## [Task]
Retype all of the data below line for line without changing anything, and leave the pictures out.
◆ ◆ ◆ ◆ ◆
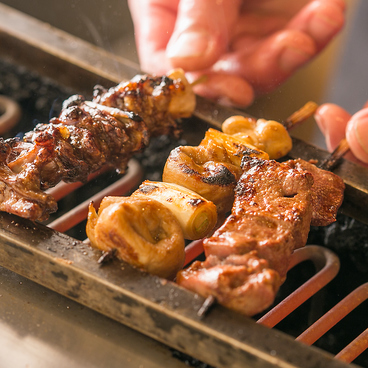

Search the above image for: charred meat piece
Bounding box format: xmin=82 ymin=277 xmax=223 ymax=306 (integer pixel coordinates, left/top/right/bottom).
xmin=0 ymin=70 xmax=195 ymax=221
xmin=286 ymin=159 xmax=345 ymax=226
xmin=0 ymin=103 xmax=148 ymax=220
xmin=177 ymin=251 xmax=280 ymax=316
xmin=177 ymin=156 xmax=313 ymax=316
xmin=93 ymin=69 xmax=196 ymax=137
xmin=204 ymin=158 xmax=313 ymax=279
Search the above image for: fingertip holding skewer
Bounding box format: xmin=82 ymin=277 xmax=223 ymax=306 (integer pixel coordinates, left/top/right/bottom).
xmin=197 ymin=295 xmax=216 ymax=318
xmin=283 ymin=101 xmax=318 ymax=130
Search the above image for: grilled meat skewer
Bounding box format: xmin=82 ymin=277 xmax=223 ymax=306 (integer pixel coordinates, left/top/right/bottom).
xmin=93 ymin=69 xmax=196 ymax=138
xmin=177 ymin=157 xmax=344 ymax=316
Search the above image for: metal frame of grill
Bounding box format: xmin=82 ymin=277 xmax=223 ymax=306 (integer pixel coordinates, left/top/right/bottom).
xmin=0 ymin=5 xmax=368 ymax=368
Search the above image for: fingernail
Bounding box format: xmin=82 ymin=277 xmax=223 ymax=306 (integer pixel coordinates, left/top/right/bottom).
xmin=347 ymin=109 xmax=368 ymax=162
xmin=314 ymin=105 xmax=327 ymax=134
xmin=167 ymin=31 xmax=210 ymax=58
xmin=309 ymin=8 xmax=342 ymax=38
xmin=279 ymin=47 xmax=312 ymax=73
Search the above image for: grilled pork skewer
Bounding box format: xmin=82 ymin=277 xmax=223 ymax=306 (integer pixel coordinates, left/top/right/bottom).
xmin=0 ymin=70 xmax=195 ymax=221
xmin=93 ymin=69 xmax=196 ymax=138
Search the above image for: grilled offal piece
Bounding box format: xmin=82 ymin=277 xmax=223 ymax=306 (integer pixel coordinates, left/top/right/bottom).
xmin=93 ymin=69 xmax=196 ymax=137
xmin=0 ymin=70 xmax=195 ymax=221
xmin=0 ymin=102 xmax=148 ymax=220
xmin=86 ymin=197 xmax=185 ymax=279
xmin=177 ymin=251 xmax=280 ymax=316
xmin=177 ymin=157 xmax=313 ymax=316
xmin=286 ymin=159 xmax=345 ymax=226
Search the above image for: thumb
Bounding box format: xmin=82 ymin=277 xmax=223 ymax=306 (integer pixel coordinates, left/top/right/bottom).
xmin=346 ymin=108 xmax=368 ymax=163
xmin=166 ymin=0 xmax=241 ymax=71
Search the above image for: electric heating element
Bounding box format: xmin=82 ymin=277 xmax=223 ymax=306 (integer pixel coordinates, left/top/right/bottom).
xmin=0 ymin=7 xmax=368 ymax=368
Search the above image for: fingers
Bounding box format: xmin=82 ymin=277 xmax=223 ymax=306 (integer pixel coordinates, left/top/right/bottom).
xmin=314 ymin=104 xmax=368 ymax=167
xmin=166 ymin=0 xmax=241 ymax=71
xmin=128 ymin=0 xmax=179 ymax=74
xmin=286 ymin=0 xmax=345 ymax=51
xmin=190 ymin=73 xmax=254 ymax=107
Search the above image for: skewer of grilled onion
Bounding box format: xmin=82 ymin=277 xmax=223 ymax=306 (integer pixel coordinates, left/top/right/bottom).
xmin=86 ymin=196 xmax=185 ymax=279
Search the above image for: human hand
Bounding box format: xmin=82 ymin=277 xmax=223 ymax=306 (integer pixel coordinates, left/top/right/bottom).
xmin=314 ymin=101 xmax=368 ymax=166
xmin=129 ymin=0 xmax=345 ymax=106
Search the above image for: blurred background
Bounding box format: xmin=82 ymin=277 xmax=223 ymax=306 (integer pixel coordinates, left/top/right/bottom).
xmin=1 ymin=0 xmax=368 ymax=148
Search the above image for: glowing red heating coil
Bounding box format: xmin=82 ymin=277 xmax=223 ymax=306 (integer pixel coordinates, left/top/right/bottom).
xmin=43 ymin=160 xmax=368 ymax=362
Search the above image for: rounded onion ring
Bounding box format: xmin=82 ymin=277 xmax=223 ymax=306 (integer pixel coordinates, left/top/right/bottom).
xmin=86 ymin=197 xmax=185 ymax=279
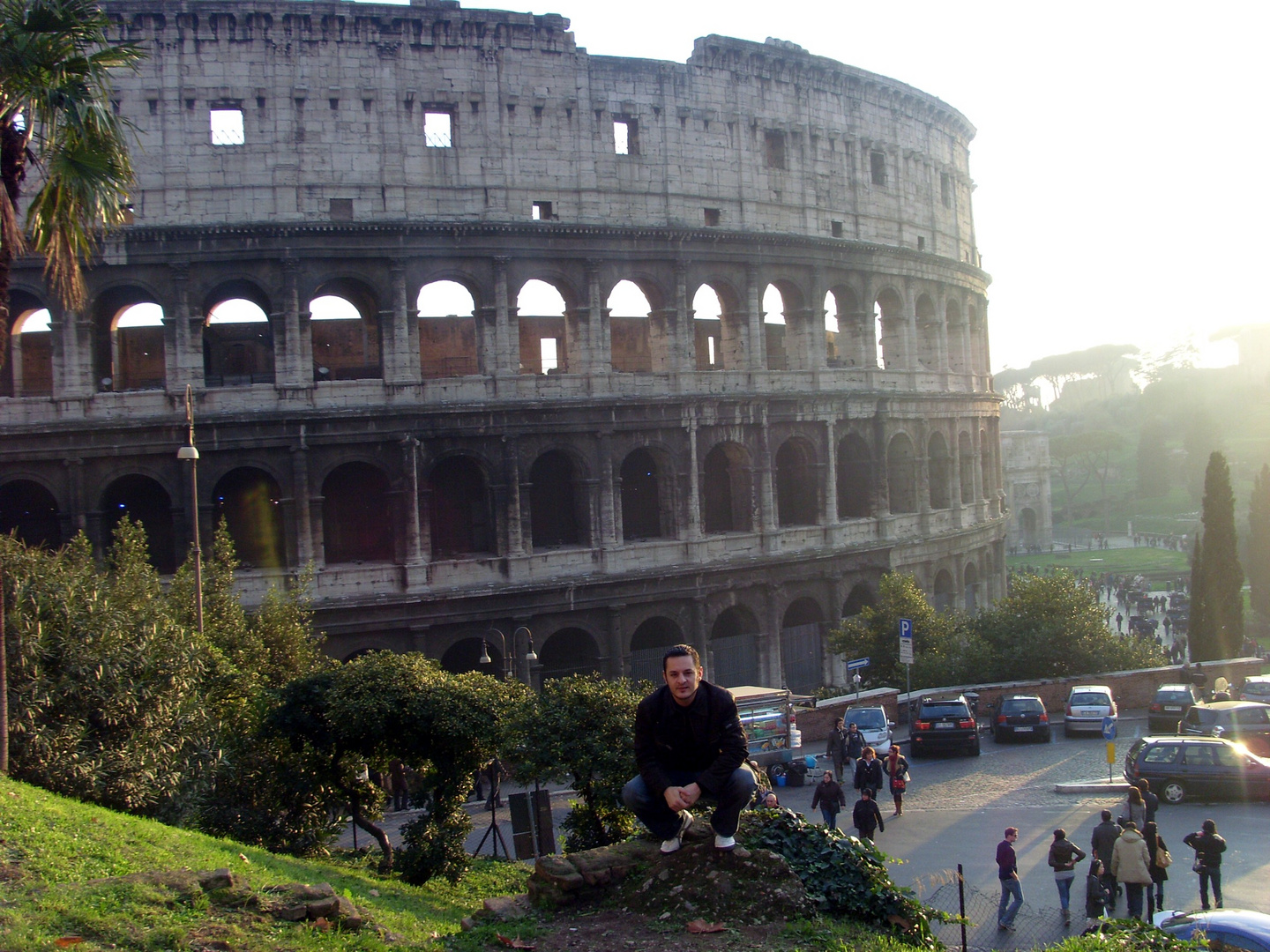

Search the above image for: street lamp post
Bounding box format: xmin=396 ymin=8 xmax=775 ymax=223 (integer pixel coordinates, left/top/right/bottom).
xmin=176 ymin=383 xmax=203 ymax=637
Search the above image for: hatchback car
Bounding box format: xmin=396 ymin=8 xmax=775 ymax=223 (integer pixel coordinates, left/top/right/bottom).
xmin=842 ymin=707 xmax=895 ymax=756
xmin=1147 ymin=684 xmax=1200 ymax=733
xmin=1124 ymin=736 xmax=1270 ymax=804
xmin=1063 ymin=684 xmax=1117 ymax=738
xmin=992 ymin=695 xmax=1049 ymax=744
xmin=1177 ymin=701 xmax=1270 ymax=756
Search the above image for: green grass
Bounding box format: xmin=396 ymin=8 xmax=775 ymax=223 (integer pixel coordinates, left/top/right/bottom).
xmin=0 ymin=778 xmax=528 ymax=952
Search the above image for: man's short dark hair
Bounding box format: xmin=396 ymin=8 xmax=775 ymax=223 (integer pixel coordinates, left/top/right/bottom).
xmin=661 ymin=645 xmax=701 ymax=672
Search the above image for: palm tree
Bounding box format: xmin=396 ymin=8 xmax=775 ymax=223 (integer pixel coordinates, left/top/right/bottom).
xmin=0 ymin=0 xmax=142 ymax=367
xmin=0 ymin=0 xmax=142 ymax=773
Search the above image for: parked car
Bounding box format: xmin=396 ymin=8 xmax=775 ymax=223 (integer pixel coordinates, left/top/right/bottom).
xmin=1152 ymin=909 xmax=1270 ymax=952
xmin=1063 ymin=684 xmax=1117 ymax=738
xmin=842 ymin=707 xmax=895 ymax=756
xmin=1124 ymin=735 xmax=1270 ymax=804
xmin=992 ymin=695 xmax=1049 ymax=744
xmin=1147 ymin=684 xmax=1200 ymax=733
xmin=1177 ymin=701 xmax=1270 ymax=756
xmin=908 ymin=695 xmax=979 ymax=756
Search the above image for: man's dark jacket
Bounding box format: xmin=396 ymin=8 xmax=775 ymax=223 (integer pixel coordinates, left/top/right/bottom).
xmin=635 ymin=681 xmax=750 ymax=797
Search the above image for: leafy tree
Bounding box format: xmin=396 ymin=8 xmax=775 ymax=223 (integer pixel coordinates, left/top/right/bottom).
xmin=0 ymin=0 xmax=142 ymax=350
xmin=1187 ymin=453 xmax=1244 ymax=661
xmin=1249 ymin=465 xmax=1270 ymax=618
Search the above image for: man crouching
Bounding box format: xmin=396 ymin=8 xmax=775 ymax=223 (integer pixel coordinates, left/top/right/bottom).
xmin=623 ymin=645 xmax=754 ymax=853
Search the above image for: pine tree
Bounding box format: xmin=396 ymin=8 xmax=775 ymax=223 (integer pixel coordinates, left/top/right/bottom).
xmin=1249 ymin=465 xmax=1270 ymax=618
xmin=1187 ymin=453 xmax=1244 ymax=661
◆ ◆ ◆ ◆ ◆
## [In response]
Search the above image for: charred meat piece
Bounding box format: xmin=82 ymin=277 xmax=223 ymax=306 (integer pixel coordinates, left/top/right/bottom).
xmin=0 ymin=70 xmax=195 ymax=221
xmin=286 ymin=159 xmax=345 ymax=226
xmin=0 ymin=103 xmax=148 ymax=220
xmin=177 ymin=251 xmax=280 ymax=316
xmin=177 ymin=156 xmax=313 ymax=316
xmin=93 ymin=69 xmax=196 ymax=137
xmin=204 ymin=158 xmax=313 ymax=279
Search the above image for: fingertip holding skewer
Bounding box format: xmin=82 ymin=277 xmax=223 ymax=306 (integer pixel coordinates, left/top/right/bottom).
xmin=197 ymin=295 xmax=216 ymax=318
xmin=283 ymin=101 xmax=318 ymax=130
Search the above image for: grilled meat skewer
Bounding box format: xmin=82 ymin=277 xmax=223 ymax=306 (integer pixel coordinates, left/top/right/bottom).
xmin=93 ymin=69 xmax=196 ymax=138
xmin=177 ymin=157 xmax=344 ymax=316
Search the above image for: metal frame of grill
Bounding box format: xmin=82 ymin=277 xmax=223 ymax=306 (integer pixel coordinates, left/top/right/bottom).
xmin=0 ymin=5 xmax=368 ymax=368
Search the above image for: fingernail
Bounding box format: xmin=82 ymin=277 xmax=223 ymax=306 (integer pixel coordinates, left/top/right/bottom).
xmin=347 ymin=109 xmax=368 ymax=162
xmin=314 ymin=105 xmax=327 ymax=134
xmin=167 ymin=31 xmax=210 ymax=58
xmin=309 ymin=8 xmax=342 ymax=38
xmin=279 ymin=47 xmax=312 ymax=73
Search the above image for: grilled pork skewer
Bounding box format: xmin=82 ymin=277 xmax=223 ymax=306 (integer pixel coordinates, left/top/right/bottom).
xmin=0 ymin=70 xmax=195 ymax=221
xmin=93 ymin=69 xmax=196 ymax=138
Search the above image for: grilled offal piece
Bounding box format: xmin=82 ymin=277 xmax=223 ymax=306 (integer pixel coordinates, left/top/right/bottom).
xmin=93 ymin=69 xmax=196 ymax=137
xmin=0 ymin=70 xmax=195 ymax=221
xmin=0 ymin=102 xmax=148 ymax=220
xmin=86 ymin=197 xmax=185 ymax=279
xmin=177 ymin=251 xmax=280 ymax=316
xmin=177 ymin=157 xmax=313 ymax=316
xmin=286 ymin=159 xmax=345 ymax=226
Search the above image for: thumb
Bounding box format: xmin=82 ymin=277 xmax=223 ymax=306 (integer pixel coordinates, left/top/right/bottom).
xmin=346 ymin=108 xmax=368 ymax=163
xmin=166 ymin=0 xmax=241 ymax=71
Search the above image for: electric heating element
Bounding box format: xmin=82 ymin=277 xmax=223 ymax=306 (integer pixel coordinates, left/top/right/bottom).
xmin=0 ymin=7 xmax=368 ymax=368
Search the above image for: fingers
Bounding box format: xmin=82 ymin=277 xmax=223 ymax=306 (integer pixel coordinates, left/top/right/bottom).
xmin=314 ymin=104 xmax=368 ymax=167
xmin=166 ymin=0 xmax=241 ymax=71
xmin=128 ymin=0 xmax=179 ymax=74
xmin=286 ymin=0 xmax=345 ymax=51
xmin=190 ymin=73 xmax=254 ymax=107
Search the above image for: skewer of grilled onion
Bounding box format: xmin=82 ymin=277 xmax=223 ymax=306 (integer pixel coordinates, left/top/right/bottom).
xmin=86 ymin=196 xmax=185 ymax=279
Search the above image for: human hand
Bounding box format: xmin=82 ymin=277 xmax=223 ymax=306 (integer pixel coordinates, left/top/right/bottom).
xmin=314 ymin=101 xmax=368 ymax=166
xmin=129 ymin=0 xmax=345 ymax=106
Search the above image for: blurred background
Bounding box format: xmin=82 ymin=277 xmax=223 ymax=306 (integer pixel coordinates, left/top/right/bottom).
xmin=1 ymin=0 xmax=368 ymax=148
Search the above image for: glowing red heating coil
Bounding box format: xmin=82 ymin=277 xmax=223 ymax=306 (integer pixel coordinates, left/top/right/bottom).
xmin=43 ymin=160 xmax=368 ymax=362
Search the above image for: rounded onion ring
Bounding box format: xmin=82 ymin=277 xmax=223 ymax=306 (integer pixel coordinates, left/top/right/bottom).
xmin=86 ymin=197 xmax=185 ymax=279

Search the above image for: street lamp post
Bounding box format: xmin=396 ymin=8 xmax=775 ymax=223 (integer pixel coordinates, left/top/right/bottom).
xmin=176 ymin=383 xmax=203 ymax=637
Search the above image for: hatchback car
Bounding box format: xmin=396 ymin=8 xmax=775 ymax=223 (integer pixel coordinates, left/top/right/bottom).
xmin=842 ymin=707 xmax=895 ymax=756
xmin=1147 ymin=684 xmax=1200 ymax=733
xmin=1124 ymin=736 xmax=1270 ymax=804
xmin=1063 ymin=684 xmax=1117 ymax=738
xmin=992 ymin=695 xmax=1049 ymax=744
xmin=1177 ymin=701 xmax=1270 ymax=756
Search the above image for: green grass
Bounding box format: xmin=396 ymin=8 xmax=775 ymax=223 (integer pixel coordinates, left/top/right/bottom).
xmin=0 ymin=778 xmax=528 ymax=952
Search the above image for: man's short dark hair
Bounding box format: xmin=396 ymin=8 xmax=775 ymax=223 (integer pixel coordinates, left/top/right/bottom).
xmin=661 ymin=645 xmax=701 ymax=672
Search the above image for: palm tree
Bounding box format: xmin=396 ymin=8 xmax=775 ymax=223 (integer pixel coordinates, left/top/right/bottom).
xmin=0 ymin=0 xmax=142 ymax=367
xmin=0 ymin=0 xmax=142 ymax=773
Search the above image for: parked car
Bounding box format: xmin=396 ymin=8 xmax=775 ymax=223 (integer pixel coordinates, left/top/right/bottom).
xmin=1152 ymin=909 xmax=1270 ymax=952
xmin=1063 ymin=684 xmax=1117 ymax=738
xmin=842 ymin=707 xmax=895 ymax=756
xmin=1124 ymin=735 xmax=1270 ymax=804
xmin=992 ymin=695 xmax=1049 ymax=744
xmin=1147 ymin=684 xmax=1200 ymax=733
xmin=1177 ymin=701 xmax=1270 ymax=756
xmin=908 ymin=695 xmax=979 ymax=756
Search the above image for: man's dark jacket
Bounding box format: xmin=396 ymin=8 xmax=775 ymax=223 (integer pixel coordinates, left/top/right/bottom).
xmin=635 ymin=681 xmax=750 ymax=797
Search the above image for: leafy tree
Bounding box format: xmin=396 ymin=8 xmax=775 ymax=223 (integer pixel coordinates, left/top/right/bottom).
xmin=0 ymin=0 xmax=142 ymax=350
xmin=1187 ymin=453 xmax=1244 ymax=661
xmin=1249 ymin=465 xmax=1270 ymax=618
Search the above image for: man crouching
Bounding box format: xmin=396 ymin=8 xmax=775 ymax=223 (integer pixel coordinates, left/top/right/bottom).
xmin=623 ymin=645 xmax=754 ymax=853
Search the above image for: pine tree
Bounding box format: xmin=396 ymin=8 xmax=775 ymax=223 (integer pixel coordinates, left/top/right/bottom).
xmin=1249 ymin=465 xmax=1270 ymax=618
xmin=1187 ymin=453 xmax=1244 ymax=661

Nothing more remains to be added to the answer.